American researchers have found the first working so-called ‘Exercise-in-a-pill’, a new drug that builds on the chemical signals that occur in the muscles when exercising.

Scientists have taken a step closer to developing ‘exercise-in-a-pill.’ Seen here, a mouse calf muscle stained for different types of muscle fibers: oxidative slow-twitch (blue), oxidative fast-twitch (green), glycolytic fast-twitch (red). Credit: Salk Institute/Waitt Center

We are learning more and more about what exactly happens in our bodies during and after exercise. This knowledge also allows us to increasingly approach mimicking the effects of exercise with a pill, chemical substances that cause the same reactions that result in all the good effects of exercise.

Mimicking exercise

Ron Evans and his team of researchers at Salk Institute in California are close to achieving an ‘Exercise-in-a-pill’. Besides mimicking the health effects of exercise, the drug they have developed called PPAR (peroxisome proliferator-activated receptor) also result in remarkable performance enhancements.

When given to mice, they can run 70 percent longer, without any adaptive training to facilitate this performance enhancement. Mice in the control group could run about 160 minutes before exhaustion. Mice on the drug, however, could run about 270 minutes – about 70 percent longer.

PPAR is a receptor protein that functions as to regulate the expression of genes. It acts as a genetic switch, the muscles, and the body reacts as though stimulated by training. The resulting physiological effects are as if directly caused by exercise, becoming highly responsive to insulin and with muscles shifting from burning carbohydrates (glucose) to becoming more effective at burning fat

The team found 975 genes whose expression changed in response to the drug, either becoming suppressed or increased. These genes are involved in and regulate the breaking down and of burning fat. Somewhat surprisingly, genes that were suppressed were related to breaking down carbohydrates for energy.

**What to work on**.
**1.** Retype the part of the exercise-pill article between "PPAR is a receptor" and "carbohydrates for energy.", inclusive.
**2.** In the exercise-pill article, list every muscle fiber type named in the description of the stained mouse calf muscle, along with the color given for each.

**Supplied information**.
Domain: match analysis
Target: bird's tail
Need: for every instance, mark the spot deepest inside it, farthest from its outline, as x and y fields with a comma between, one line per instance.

**Task-by-task outputs**.
**1.**
PPAR is a receptor protein that functions as to regulate the expression of genes. It acts as a genetic switch, the muscles, and the body reacts as though stimulated by training. The resulting physiological effects are as if directly caused by exercise, becoming highly responsive to insulin and with muscles shifting from burning carbohydrates (glucose) to becoming more effective at burning fat

The team found 975 genes whose expression changed in response to the drug, either becoming suppressed or increased. These genes are involved in and regulate the breaking down and of burning fat. Somewhat surprisingly, genes that were suppressed were related to breaking down carbohydrates for energy.

**2.**
- Oxidative slow-twitch: blue
- Oxidative fast-twitch: green
- Glycolytic fast-twitch: red